(SOURCE DATA Opens)

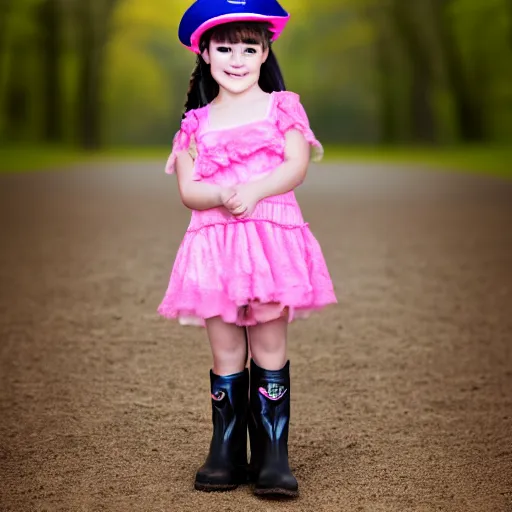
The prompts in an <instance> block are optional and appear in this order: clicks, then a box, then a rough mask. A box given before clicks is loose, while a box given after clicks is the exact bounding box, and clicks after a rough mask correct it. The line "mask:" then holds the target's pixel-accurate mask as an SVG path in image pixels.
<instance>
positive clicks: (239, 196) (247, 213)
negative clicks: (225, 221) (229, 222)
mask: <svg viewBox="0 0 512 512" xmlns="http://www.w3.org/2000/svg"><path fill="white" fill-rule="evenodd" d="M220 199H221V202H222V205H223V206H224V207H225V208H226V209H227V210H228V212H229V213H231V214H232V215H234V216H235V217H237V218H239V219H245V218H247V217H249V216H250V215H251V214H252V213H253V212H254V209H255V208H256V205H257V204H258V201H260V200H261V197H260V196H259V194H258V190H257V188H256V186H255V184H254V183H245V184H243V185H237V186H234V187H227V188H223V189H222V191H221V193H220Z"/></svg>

(SOURCE DATA Closes)

■ ASSIGNMENT
Give the data again word for word, without pictures.

■ EXERCISE RESULT
The prompts in an <instance> block are optional and appear in this order: clicks, then a box, then a rough mask. A box given before clicks is loose, while a box given after clicks is the exact bounding box, and clicks after a rough mask correct it. The line "mask:" then holds the target's pixel-accurate mask as an SVG path in image pixels.
<instance>
positive clicks: (239, 196) (247, 213)
negative clicks: (225, 221) (229, 222)
mask: <svg viewBox="0 0 512 512" xmlns="http://www.w3.org/2000/svg"><path fill="white" fill-rule="evenodd" d="M220 199H221V202H222V205H223V206H224V207H225V208H226V209H227V210H228V212H229V213H231V214H232V215H234V216H235V217H237V218H239V219H245V218H247V217H249V216H250V215H251V214H252V213H253V212H254V209H255V208H256V205H257V204H258V201H260V200H261V197H260V196H259V194H258V190H257V188H256V186H255V184H254V183H245V184H243V185H237V186H234V187H227V188H223V189H222V191H221V193H220Z"/></svg>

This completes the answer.